Que pensez-vous de l’attitude de la Cour pénale internationale (CPI) qui voudrait voir s’il n’y a pas eu de crimes contre l’humanité qui ont été commis lors des événements du 28 septembre ?

Je suis en relation proche avec la Cour pénale internationale. Je rappelle que la CPI n’intervient que lorsqu’un Etat membre le demande. Ce fut le cas par exemple en RD Congo, en Ouganda. Ces pays ont fait savoir à la Cour qu’il y a des faits qui ont eu lieu chez eux et dont leur justice n’est pas en mesure de juger, de régler. La Cour intervient aussi quand elle est saisie par le Conseil de sécurité de l’ONU. Vous vous rendrez compte que le rapport de la commission internationale d’enquête n’est pas encore passé devant le Conseil de sécurité. Concernant la Guinée, la CPI n’a pas été saisie ; elle est au stade de collecte d’informations, de renseignements. Et c’est après avoir collecté les informations (le rapport de la commission nationale d’enquête ne manquera pas de faire partie des renseignements) que la Cour, après analyse des différents éléments, décide de se saisir ou non du dossier. Et avant de se saisir, elle va sans doute aller en Guinée pour, en quelque sorte, auditer le système judiciaire. Cela était prévu le 15 janvier dernier mais a été reporté à ce mois à la même période. L’audit va consister à voir si le système judiciaire guinéen est capable de juger ce genre de fait, s’il y a une volonté politique pour les juger. Si la réponse à ces questions est affirmative, la Cour ne se saisira pas du dossier. Je vous le dis en connaissance de cause.

Venons à présent à votre pays le Sénégal où il n’y a pas mal de choses qui se passent sur le plan politique. D’abord, quelle appréciation globale faites-vous des années Wade ?

Ceux qui me connaissent savent que j’ai été avec Wade dans son parti le PDS, j’ai combattu à ses côtés parce que nous voulions le Sopi, c’est-à-dire le changement. Par la suite, comme cela arrive en politique, il m’a exclu de son parti parce que j’étais devenu très populaire et on lui a mis dans la tête que j’étais en train d’arracher le parti de ses mains. Voilà comment on s’est quitté en 1993 et j’ai créé mon propre parti 3 ans plus tard et avec lequel j’ai été à plusieurs élections. Il faut dire que l’accession de Wade au pouvoir a créé beaucoup d’espoirs parce qu’il a longtemps été dans l’opposition. Mais aujourd’hui, les espoirs, pour être honnête, ont été déçus du fait de la mauvaise gouvernance qui n’est peut-être pas due à lui-même mais à son entourage. Il y a eu beaucoup d’injustices. C’est ainsi qu’il m’a mis en prison 2 fois. Il a aussi emprisonné mon fils (NDLR : Barthélemy Dias) sur de fausses accusations.

▶ Lignes enregistrées
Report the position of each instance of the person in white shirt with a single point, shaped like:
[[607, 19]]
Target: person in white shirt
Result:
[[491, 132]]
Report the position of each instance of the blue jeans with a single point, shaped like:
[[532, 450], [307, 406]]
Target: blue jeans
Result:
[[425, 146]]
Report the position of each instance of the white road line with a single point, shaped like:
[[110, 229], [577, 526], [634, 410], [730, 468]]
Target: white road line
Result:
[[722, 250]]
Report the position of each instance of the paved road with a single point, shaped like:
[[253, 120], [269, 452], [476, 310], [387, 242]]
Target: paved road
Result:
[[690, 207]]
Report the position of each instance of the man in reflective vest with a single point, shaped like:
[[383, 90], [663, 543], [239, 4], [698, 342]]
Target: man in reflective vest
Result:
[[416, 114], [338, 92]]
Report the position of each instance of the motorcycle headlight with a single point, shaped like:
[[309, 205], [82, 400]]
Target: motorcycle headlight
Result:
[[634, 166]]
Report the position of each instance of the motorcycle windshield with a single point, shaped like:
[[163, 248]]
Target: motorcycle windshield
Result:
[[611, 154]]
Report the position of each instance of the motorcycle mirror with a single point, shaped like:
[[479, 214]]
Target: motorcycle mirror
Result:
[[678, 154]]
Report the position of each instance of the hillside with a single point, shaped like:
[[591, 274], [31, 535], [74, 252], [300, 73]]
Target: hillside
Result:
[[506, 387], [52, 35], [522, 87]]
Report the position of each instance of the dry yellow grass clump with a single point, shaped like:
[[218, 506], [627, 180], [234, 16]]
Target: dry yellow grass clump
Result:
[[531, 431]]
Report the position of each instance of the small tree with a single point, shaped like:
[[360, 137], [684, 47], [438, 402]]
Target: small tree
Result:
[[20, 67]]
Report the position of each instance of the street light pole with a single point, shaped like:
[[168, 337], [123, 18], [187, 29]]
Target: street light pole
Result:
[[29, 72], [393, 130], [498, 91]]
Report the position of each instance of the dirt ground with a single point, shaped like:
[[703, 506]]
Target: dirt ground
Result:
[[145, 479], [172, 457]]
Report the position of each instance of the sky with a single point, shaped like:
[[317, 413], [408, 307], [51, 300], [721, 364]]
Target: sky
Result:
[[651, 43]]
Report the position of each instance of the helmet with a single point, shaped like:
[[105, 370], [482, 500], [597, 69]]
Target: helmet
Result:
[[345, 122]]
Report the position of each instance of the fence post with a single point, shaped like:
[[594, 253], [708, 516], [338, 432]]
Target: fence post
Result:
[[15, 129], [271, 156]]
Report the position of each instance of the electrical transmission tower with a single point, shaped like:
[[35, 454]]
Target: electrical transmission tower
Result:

▶ Tâches à accomplir
1 – D'après l'entretien sur la CPI et le Sénégal, en quelle année l'interviewé et Wade se sont-ils quittés ?
2 – Reprenez l'entretien sur la CPI et le Sénégal à la suite de sa dernière phrase.

▶ Tâches résolues
1 – En 1993.

2 –
Au plan économique, il n’y a pas eu les résultats escomptés. S’il y avait des sondages au Sénégal, je suis sûr que les résultats ne lui seraient pas favorables. Et c’est dans cette atmosphère qu’il lui est venu l’intention de se faire succéder par son fils. Cela est intolérable et nul doute que ce projet ne réussira pas sauf tripatouillage de la Constitution. D’ailleurs, son fils voulait la mairie de Dakar et a été battu lors des élections municipales. C’est un signal fort. Je lui conseillerais donc de ne pas continuer. Et pour la présidentielle de 2012, il ferait mieux de ne plus se présenter même si, contrairement à ce que beaucoup de gens disent, la Constitution le lui permet.

Après le tremblement de terre en Haïti, il a proposé aux Haïtiens de revenir en Afrique, le continent de leurs ancêtres. Comment avez-vous trouvé sa proposition ?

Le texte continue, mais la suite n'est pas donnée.